* **TASK BRIEF**: Rescale the items from the first one through the line containing "(1119, 845)". Write out every line again with its request included, multiplying each point coordinate by 1.3 and rounding to whole numbers, with halves rounded up.

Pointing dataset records
***
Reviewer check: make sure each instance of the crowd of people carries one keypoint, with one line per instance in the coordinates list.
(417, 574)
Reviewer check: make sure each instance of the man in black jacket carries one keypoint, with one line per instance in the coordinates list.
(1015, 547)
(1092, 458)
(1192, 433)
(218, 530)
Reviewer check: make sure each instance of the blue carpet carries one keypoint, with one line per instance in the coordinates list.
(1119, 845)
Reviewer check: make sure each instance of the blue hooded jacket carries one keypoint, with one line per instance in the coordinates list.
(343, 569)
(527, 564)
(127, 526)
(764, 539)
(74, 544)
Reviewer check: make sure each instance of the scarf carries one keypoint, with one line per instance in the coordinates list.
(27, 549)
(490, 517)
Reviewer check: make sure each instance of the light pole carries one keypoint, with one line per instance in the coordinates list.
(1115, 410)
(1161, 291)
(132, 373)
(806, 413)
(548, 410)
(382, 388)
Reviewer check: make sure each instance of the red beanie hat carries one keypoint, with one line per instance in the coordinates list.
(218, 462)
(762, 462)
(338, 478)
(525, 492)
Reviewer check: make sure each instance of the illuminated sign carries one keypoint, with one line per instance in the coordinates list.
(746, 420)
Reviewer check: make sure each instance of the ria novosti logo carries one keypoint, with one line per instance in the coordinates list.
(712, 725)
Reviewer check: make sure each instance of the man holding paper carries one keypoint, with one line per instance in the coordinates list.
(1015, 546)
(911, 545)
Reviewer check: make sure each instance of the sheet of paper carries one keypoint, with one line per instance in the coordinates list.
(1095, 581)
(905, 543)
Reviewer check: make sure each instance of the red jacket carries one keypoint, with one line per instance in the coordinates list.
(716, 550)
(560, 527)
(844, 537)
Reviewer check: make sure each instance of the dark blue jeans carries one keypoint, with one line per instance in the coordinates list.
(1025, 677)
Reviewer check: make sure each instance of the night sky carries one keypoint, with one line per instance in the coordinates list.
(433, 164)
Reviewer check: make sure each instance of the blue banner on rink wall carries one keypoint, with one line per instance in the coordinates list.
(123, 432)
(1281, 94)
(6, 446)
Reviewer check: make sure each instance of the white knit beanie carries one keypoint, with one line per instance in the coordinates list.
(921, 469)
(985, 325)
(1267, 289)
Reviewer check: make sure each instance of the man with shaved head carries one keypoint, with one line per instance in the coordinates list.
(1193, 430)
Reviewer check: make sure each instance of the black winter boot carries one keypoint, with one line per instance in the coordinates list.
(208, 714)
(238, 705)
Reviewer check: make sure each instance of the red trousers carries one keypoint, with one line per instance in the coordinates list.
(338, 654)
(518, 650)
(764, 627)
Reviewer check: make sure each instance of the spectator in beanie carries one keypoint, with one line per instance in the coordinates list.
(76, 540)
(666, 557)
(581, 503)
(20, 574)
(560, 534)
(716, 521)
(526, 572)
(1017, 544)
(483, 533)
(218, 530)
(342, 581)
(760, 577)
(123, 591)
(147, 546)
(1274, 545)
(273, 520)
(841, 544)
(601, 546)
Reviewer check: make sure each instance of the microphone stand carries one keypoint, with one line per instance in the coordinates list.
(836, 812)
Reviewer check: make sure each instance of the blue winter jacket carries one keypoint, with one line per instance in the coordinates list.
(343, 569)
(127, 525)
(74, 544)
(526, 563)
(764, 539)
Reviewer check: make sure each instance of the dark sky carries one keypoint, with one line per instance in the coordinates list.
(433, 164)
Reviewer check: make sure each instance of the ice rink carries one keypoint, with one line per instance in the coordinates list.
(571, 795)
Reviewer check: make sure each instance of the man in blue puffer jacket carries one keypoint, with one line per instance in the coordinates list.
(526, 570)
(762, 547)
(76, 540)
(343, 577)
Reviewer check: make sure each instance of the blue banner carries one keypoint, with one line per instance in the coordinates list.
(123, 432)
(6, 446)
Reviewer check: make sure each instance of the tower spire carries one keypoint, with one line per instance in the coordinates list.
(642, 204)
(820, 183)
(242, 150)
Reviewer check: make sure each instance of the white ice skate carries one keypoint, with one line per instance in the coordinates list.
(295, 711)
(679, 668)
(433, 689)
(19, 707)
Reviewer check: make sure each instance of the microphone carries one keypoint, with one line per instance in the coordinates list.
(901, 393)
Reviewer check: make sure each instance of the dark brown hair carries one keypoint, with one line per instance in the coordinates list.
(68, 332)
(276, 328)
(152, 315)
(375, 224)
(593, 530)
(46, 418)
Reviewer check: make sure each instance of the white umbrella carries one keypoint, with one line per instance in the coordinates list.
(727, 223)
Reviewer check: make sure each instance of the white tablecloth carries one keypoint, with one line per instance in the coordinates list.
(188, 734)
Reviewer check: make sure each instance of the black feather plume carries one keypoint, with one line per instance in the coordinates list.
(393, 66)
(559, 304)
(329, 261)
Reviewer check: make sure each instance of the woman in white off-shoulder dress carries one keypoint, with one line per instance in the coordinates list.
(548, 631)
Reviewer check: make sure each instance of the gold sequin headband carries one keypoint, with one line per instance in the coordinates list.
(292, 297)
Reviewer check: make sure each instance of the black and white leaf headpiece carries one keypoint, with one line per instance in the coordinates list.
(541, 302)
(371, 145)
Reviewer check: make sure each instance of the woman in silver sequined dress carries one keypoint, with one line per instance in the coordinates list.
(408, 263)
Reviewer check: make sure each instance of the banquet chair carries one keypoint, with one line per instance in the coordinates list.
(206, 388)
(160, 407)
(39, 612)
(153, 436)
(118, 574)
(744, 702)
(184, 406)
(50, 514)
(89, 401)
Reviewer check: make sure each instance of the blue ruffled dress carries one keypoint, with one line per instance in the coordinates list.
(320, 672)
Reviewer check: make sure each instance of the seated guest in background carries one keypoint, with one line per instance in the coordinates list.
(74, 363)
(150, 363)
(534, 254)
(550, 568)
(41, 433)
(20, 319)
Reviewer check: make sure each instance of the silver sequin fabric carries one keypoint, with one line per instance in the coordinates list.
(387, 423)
***
* **COMPLETE OUTPUT**:
Reviewer check: make sure each instance of the crowd of people carries one keypoint, with one line per instance in the coordinates list.
(542, 746)
Reviewer check: make sure each instance of the man in black jacket carries one keypoint, with one line per instance in the coordinates list.
(1320, 711)
(1420, 595)
(1550, 563)
(283, 689)
Reviewer check: make sure each instance of the blue carpet carries one keypoint, with one line per instance in the coordinates list.
(1455, 1099)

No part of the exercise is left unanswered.